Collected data
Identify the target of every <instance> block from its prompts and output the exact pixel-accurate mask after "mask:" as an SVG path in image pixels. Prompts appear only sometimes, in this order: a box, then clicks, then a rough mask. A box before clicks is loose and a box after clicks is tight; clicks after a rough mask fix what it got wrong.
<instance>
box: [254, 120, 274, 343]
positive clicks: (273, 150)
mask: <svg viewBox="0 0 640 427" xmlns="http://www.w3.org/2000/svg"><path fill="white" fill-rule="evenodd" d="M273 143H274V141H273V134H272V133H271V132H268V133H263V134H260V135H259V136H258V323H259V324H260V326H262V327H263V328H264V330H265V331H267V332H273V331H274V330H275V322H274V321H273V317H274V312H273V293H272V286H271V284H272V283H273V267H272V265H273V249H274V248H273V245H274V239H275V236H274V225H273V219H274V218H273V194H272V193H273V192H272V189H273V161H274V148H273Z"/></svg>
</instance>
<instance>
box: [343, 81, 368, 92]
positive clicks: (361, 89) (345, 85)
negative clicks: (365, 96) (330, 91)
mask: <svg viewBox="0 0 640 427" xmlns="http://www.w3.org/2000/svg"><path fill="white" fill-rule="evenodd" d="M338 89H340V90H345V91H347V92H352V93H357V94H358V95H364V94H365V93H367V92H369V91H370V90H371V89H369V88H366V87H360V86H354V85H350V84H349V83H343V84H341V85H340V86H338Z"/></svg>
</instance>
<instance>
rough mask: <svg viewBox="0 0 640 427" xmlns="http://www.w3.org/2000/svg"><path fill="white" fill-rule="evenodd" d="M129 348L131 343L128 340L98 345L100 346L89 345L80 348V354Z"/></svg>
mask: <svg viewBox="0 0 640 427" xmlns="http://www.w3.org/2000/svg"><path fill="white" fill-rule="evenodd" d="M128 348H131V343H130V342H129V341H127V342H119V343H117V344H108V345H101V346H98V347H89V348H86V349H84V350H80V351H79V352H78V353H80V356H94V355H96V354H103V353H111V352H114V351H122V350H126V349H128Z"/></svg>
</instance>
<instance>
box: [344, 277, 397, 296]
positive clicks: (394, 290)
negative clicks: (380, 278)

#### Task goal
Convert the data above into a Markdown table with two columns: "Row" holds each line's number and "Line" holds the line itself. Leave out blank lines.

#### Response area
| Row | Line |
|---|---|
| 1 | Identify the target of every <instance> block from its prompts and output the exact pixel-accurate mask after "mask:" as an SVG path in image pixels. Prompts appear only sometimes, in this order: a box, then clicks, then a rough mask. A box before clicks is loose and a box after clicks is tight; clicks after a rough mask fix what it got wrong. |
| 2 | <instance> |
| 3 | box: [254, 120, 274, 343] |
| 4 | positive clicks: (273, 150) |
| 5 | mask: <svg viewBox="0 0 640 427" xmlns="http://www.w3.org/2000/svg"><path fill="white" fill-rule="evenodd" d="M273 143H274V141H273V134H272V133H271V132H268V133H263V134H260V135H259V136H258V323H259V324H260V326H262V327H263V328H264V330H265V331H267V332H273V331H274V330H275V322H274V321H273V317H274V312H273V293H272V286H271V284H272V283H273V267H272V265H273V249H274V248H273V245H274V239H275V236H274V225H273V219H274V218H273V194H272V193H273V192H272V189H273V161H274V148H273Z"/></svg> |
| 6 | </instance> |
| 7 | <instance> |
| 8 | box: [343, 81, 368, 92] |
| 9 | positive clicks: (361, 89) (345, 85) |
| 10 | negative clicks: (365, 96) (330, 91) |
| 11 | mask: <svg viewBox="0 0 640 427" xmlns="http://www.w3.org/2000/svg"><path fill="white" fill-rule="evenodd" d="M338 89H340V90H345V91H347V92H352V93H357V94H358V95H364V94H365V93H367V92H369V91H370V90H371V89H369V88H366V87H360V86H354V85H350V84H349V83H343V84H341V85H340V86H338Z"/></svg> |
| 12 | </instance> |
| 13 | <instance> |
| 14 | rough mask: <svg viewBox="0 0 640 427" xmlns="http://www.w3.org/2000/svg"><path fill="white" fill-rule="evenodd" d="M129 348L131 343L128 340L98 345L100 346L89 345L80 348V354Z"/></svg> |
| 15 | mask: <svg viewBox="0 0 640 427" xmlns="http://www.w3.org/2000/svg"><path fill="white" fill-rule="evenodd" d="M128 348H131V343H130V342H129V341H127V342H119V343H117V344H108V345H101V346H98V347H89V348H86V349H84V350H80V351H79V352H78V353H80V356H94V355H96V354H103V353H111V352H114V351H122V350H126V349H128Z"/></svg> |
| 16 | </instance> |
| 17 | <instance> |
| 18 | box: [344, 277, 397, 296] |
| 19 | positive clicks: (394, 290) |
| 20 | negative clicks: (380, 278) |